• Text under study:

This project implements a complete end‑to‑end ELT pipeline for healthcare procedure data using dbt and Python, following a modern medallion architecture:
Bronze → raw data (seeds)
Silver → cleaned & enriched staging models
Python → cost‑per‑day calculation
Gold → dimensions, fact table, analysis queries
Marts → payer‑specific data marts (Task 3)
The project satisfies all requirements from Tasks 1–3 of the assignment.
Architecture
-
Bronze Layer — Raw Data The Bronze layer contains raw CSVs loaded as dbt seeds: 1.procedures 2.patients 3.encounters 4.payers 5.organizations These are stored as raw tables with no transformations applied.
-
Silver Layer — Cleaned & Enriched Staging Models The Silver layer standardizes and enriches the data:
- cleans column names
- casts data types
- trims whitespace
- converts timestamps
- calculates duration_seconds
- extracts date parts (year, month_number, week_number, day_name)
A schema.yml file defines tests such as: - not_null - unique - accepted_values - greater_than This ensures data quality before moving to Gold.
Python Model — Cost Per Day in Silver. A dbt Python model (procedure_cost.py) computes: cost_per_day = base_cost * (86400 / duration_seconds) This satisfies the requirement to calculate cost/day using Python.
-
Gold Layer — Dimensions, Fact, Analysis & Marts Dimensions The Gold layer contains four dimensions:
- dim_patients — demographic attributes
- dim_payers — payer metadata
- dim_procedures — procedure descriptions
- dim_encounters — the bridge between procedures and payers
Fact Table: fact_procedures joins dim tables. This is the central fact table for analysis.
Analysis Queries (Task 2) Three analytical models answer the required business questions:
1.Rank payers by total cost
2.Top 5 highest‑costing patients
3.Top 5 procedures by median cost/day
These are implemented in gold/analysis/.
Data Marts (Task 3) Two payer‑specific marts were created:
dm_united_healthcare
dm_humana
Each mart filters the fact table by payer_name. These marts provide business‑ready datasets for each client.

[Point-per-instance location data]

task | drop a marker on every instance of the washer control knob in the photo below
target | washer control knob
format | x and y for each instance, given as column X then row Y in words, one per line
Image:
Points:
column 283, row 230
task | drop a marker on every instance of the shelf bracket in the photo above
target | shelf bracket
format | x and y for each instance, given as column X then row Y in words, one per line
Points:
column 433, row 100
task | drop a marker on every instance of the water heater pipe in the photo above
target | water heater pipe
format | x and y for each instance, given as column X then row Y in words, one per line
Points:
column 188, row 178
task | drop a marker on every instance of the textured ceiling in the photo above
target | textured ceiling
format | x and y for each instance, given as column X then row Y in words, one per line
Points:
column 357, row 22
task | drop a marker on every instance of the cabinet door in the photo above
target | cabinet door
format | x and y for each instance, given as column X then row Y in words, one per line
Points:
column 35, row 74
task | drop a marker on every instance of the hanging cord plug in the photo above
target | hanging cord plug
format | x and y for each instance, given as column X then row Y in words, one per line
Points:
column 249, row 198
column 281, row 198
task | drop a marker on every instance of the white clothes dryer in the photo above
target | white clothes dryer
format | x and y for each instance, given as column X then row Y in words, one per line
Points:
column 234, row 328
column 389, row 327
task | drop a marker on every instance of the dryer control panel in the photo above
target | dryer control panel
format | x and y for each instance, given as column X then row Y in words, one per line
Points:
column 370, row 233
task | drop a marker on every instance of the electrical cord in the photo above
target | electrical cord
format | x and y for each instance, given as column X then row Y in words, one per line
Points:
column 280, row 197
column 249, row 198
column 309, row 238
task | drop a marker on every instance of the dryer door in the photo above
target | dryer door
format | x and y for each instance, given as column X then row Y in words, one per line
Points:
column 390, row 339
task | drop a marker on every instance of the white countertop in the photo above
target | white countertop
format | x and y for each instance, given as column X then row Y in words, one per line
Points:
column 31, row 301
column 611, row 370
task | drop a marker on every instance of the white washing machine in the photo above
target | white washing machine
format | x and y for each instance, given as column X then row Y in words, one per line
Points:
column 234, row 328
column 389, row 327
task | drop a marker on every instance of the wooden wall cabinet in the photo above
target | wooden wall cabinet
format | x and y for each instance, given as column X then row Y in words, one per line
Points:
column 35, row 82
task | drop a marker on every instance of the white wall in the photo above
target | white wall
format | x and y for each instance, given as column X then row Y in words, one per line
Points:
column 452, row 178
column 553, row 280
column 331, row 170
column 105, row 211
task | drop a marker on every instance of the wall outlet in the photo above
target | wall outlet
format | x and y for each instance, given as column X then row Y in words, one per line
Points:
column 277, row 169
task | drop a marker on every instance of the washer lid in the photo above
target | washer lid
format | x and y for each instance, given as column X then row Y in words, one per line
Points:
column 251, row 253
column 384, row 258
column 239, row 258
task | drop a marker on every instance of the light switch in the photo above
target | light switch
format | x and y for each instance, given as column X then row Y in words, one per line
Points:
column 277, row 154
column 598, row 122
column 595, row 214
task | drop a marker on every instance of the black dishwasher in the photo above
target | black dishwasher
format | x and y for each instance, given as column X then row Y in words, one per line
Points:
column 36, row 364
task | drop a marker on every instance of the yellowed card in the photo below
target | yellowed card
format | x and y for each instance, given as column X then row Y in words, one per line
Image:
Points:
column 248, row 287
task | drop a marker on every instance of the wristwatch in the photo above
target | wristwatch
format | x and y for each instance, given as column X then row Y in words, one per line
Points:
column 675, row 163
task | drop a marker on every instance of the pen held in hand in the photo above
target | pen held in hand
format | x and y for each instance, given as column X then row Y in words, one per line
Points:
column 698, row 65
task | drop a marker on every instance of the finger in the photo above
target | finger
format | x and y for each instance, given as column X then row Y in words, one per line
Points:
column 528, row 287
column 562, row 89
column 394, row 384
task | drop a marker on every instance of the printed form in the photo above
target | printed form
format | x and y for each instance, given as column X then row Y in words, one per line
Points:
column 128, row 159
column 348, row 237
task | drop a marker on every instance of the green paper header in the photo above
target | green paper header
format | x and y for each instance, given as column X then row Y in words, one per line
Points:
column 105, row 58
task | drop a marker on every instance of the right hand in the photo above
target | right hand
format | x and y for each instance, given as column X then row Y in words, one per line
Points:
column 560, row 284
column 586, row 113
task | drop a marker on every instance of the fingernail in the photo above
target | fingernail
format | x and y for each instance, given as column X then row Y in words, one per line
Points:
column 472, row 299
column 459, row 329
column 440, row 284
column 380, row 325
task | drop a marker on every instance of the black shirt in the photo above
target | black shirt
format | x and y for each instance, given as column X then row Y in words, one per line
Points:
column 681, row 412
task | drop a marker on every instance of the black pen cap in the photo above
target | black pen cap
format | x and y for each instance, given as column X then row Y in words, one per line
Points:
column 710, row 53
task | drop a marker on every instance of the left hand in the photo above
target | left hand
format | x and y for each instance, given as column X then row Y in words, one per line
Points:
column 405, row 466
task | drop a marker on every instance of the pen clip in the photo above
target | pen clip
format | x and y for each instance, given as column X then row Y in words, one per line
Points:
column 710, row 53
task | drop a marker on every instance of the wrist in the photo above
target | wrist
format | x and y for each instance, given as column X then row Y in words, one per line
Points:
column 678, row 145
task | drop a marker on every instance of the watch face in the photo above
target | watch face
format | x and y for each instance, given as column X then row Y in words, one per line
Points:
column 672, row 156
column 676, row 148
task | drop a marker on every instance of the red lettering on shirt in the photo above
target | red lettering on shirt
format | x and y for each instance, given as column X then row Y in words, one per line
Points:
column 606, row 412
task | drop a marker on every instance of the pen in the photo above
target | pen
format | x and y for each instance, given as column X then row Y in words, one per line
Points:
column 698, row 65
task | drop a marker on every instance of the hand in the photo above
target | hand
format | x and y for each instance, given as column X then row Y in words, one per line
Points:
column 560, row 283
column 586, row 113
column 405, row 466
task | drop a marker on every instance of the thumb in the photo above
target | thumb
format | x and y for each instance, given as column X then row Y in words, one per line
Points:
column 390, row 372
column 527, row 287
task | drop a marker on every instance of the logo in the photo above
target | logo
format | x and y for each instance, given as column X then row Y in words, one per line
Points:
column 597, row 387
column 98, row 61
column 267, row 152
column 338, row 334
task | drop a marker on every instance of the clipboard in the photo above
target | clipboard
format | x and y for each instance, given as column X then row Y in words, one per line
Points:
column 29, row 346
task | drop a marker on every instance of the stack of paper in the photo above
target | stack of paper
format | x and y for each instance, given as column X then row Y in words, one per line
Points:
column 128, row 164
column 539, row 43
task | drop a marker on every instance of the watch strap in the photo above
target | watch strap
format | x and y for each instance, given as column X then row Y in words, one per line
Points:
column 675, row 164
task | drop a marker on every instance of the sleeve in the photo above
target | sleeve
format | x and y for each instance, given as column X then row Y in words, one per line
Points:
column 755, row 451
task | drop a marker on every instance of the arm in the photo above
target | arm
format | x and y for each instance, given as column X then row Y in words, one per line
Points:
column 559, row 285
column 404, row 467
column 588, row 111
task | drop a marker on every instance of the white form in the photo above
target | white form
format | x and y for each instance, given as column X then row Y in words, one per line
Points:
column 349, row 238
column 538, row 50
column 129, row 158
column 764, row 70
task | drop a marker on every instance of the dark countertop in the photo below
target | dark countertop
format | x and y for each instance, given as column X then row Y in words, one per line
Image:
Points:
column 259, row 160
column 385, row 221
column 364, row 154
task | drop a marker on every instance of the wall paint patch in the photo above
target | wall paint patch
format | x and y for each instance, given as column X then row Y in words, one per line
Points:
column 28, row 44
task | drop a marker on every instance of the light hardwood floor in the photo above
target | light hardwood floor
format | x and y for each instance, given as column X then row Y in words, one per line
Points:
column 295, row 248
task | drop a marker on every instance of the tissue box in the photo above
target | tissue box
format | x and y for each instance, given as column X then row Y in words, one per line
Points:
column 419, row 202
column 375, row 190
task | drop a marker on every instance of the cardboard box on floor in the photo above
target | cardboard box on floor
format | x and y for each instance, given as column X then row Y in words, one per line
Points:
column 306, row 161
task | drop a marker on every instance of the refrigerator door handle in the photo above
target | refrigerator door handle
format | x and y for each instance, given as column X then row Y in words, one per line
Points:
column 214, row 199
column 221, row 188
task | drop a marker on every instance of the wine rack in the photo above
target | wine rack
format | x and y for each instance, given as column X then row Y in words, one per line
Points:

• Exercises:
A - Translate this sentence from the healthcare pipeline text into Spanish: "The project satisfies all requirements from Tasks 1–3 of the assignment."
B - Pick up the healthcare pipeline text after its last sentence and write what comes next.

• Results of the exercise:
A - El proyecto cumple todos los requisitos de las Tareas 1–3 del encargo.

B -
Notes & Limitations
I intentionally kept this project as simple and lightweight as possible to focus on clarity, correctness, and demonstrating the core concepts of dbt, dimensional modeling, and Python-based transformations. Because of this, there are a few practical considerations:
The project structure is complete, but a fully production-ready dbt deployment would require additional elements, such as:
a fully configured profiles.yml
environment-specific connection settings
CI/CD integration
documentation site generation
more extensive testing coverage
I have not executed the full pipeline end‑to‑end inside dbt Cloud or dbt Core, so the physical creation of all tables and views has not been validated in a live warehouse.
The SQL and Python models are written to be syntactically correct and logically consistent, but depending on the warehouse (Databricks, Postgres, DuckDB, etc.), minor adjustments may be required.
Despite these limitations, the project demonstrates:
a complete medallion architecture
a working star schema
Python + SQL hybrid transformations
data marts for two clients
dbt testing
clean, modular, interview‑ready code
The goal was to deliver a clear, maintainable, and conceptually strong solution — and this structure provides a solid foundation for further development.